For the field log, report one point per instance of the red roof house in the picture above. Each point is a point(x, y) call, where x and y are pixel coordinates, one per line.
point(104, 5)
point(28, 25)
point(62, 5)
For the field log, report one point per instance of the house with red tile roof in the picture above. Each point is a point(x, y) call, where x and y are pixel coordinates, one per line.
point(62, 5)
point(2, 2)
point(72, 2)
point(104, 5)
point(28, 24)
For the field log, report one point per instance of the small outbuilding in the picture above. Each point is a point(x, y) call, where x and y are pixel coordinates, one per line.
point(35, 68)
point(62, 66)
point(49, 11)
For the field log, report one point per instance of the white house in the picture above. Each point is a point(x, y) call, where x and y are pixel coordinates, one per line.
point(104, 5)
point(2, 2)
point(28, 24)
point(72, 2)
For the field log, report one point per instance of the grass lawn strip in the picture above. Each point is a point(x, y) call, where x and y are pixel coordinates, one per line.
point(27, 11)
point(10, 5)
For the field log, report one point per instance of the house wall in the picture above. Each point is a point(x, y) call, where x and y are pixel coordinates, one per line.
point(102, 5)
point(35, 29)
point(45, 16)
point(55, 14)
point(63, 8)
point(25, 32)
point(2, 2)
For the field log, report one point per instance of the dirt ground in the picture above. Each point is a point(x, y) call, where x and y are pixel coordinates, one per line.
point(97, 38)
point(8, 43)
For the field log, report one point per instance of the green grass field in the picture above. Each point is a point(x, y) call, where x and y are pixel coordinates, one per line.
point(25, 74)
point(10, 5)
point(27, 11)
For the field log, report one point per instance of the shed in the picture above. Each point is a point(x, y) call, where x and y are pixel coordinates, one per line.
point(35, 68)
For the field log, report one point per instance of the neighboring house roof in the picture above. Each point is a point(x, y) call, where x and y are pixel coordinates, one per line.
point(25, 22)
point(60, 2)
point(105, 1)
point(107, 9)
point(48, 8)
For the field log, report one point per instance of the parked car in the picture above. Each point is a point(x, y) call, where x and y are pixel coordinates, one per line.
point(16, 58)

## Exercise prompt
Rewrite the whole listing above as a Markdown table with two columns, Number and Line. Give each nonblank line its own numbered row and omit blank lines.

## Final result
| Number | Line |
|---|---|
| 1 | For the field log, report one point per instance of the red roof house in the picture above. Each point is a point(x, y) call, where x and y are pixel coordinates, one per line. |
| 2 | point(104, 5) |
| 3 | point(28, 25) |
| 4 | point(62, 5) |
| 5 | For the field log, report one point per instance of the house with red tile roof in the picture above. Each point is a point(x, y) call, where x and y are pixel coordinates, one per line. |
| 6 | point(62, 5) |
| 7 | point(2, 2) |
| 8 | point(72, 2) |
| 9 | point(104, 5) |
| 10 | point(28, 24) |
| 11 | For the field log, report one point per instance of the small outbuilding in the picture above. Each point is a point(x, y) call, where x and y are pixel coordinates, one per line. |
| 12 | point(35, 68) |
| 13 | point(62, 66) |
| 14 | point(49, 11) |
| 15 | For the field log, report one point per instance of the white house in the picture above. Each point is a point(x, y) call, where x and y are pixel coordinates, one per line. |
| 16 | point(104, 5) |
| 17 | point(2, 2) |
| 18 | point(28, 24) |
| 19 | point(72, 2) |
| 20 | For the field log, report one point per instance of the grass lawn strip in the picture above. Each point is a point(x, y) call, where x and y are pixel coordinates, one per line. |
| 21 | point(27, 11) |
| 22 | point(10, 5) |
| 23 | For the field log, report one point per instance of the house wall in the picture above. Each point is a point(x, y) call, where x and y are pixel coordinates, one per line. |
| 24 | point(102, 5) |
| 25 | point(35, 29) |
| 26 | point(45, 16) |
| 27 | point(55, 14) |
| 28 | point(63, 8) |
| 29 | point(25, 32) |
| 30 | point(2, 2) |
| 31 | For the field log, report one point per instance of the dirt ground in the picture above. Each point is a point(x, y) call, where x and y are pixel coordinates, one per line. |
| 32 | point(97, 38) |
| 33 | point(8, 43) |
| 34 | For the field log, report one point per instance of the green grass field in the picture above. Each point is a point(x, y) call, where x and y are pixel coordinates, one per line. |
| 35 | point(25, 74) |
| 36 | point(10, 5) |
| 37 | point(27, 11) |
| 38 | For the field log, report one point per instance of the shed in the picture above. Each point is a point(x, y) call, where x and y are pixel coordinates, one per line. |
| 39 | point(35, 68) |
| 40 | For the field log, report one point per instance of the neighboring house roof in the picture above. Each point is a point(x, y) call, where x and y are pixel coordinates, one per line. |
| 41 | point(25, 22) |
| 42 | point(60, 2) |
| 43 | point(105, 1) |
| 44 | point(107, 9) |
| 45 | point(48, 8) |
| 46 | For the field log, report one point per instance of the parked car in the picture above. Each point is a point(x, y) call, where x and y are pixel coordinates, one per line. |
| 47 | point(16, 58) |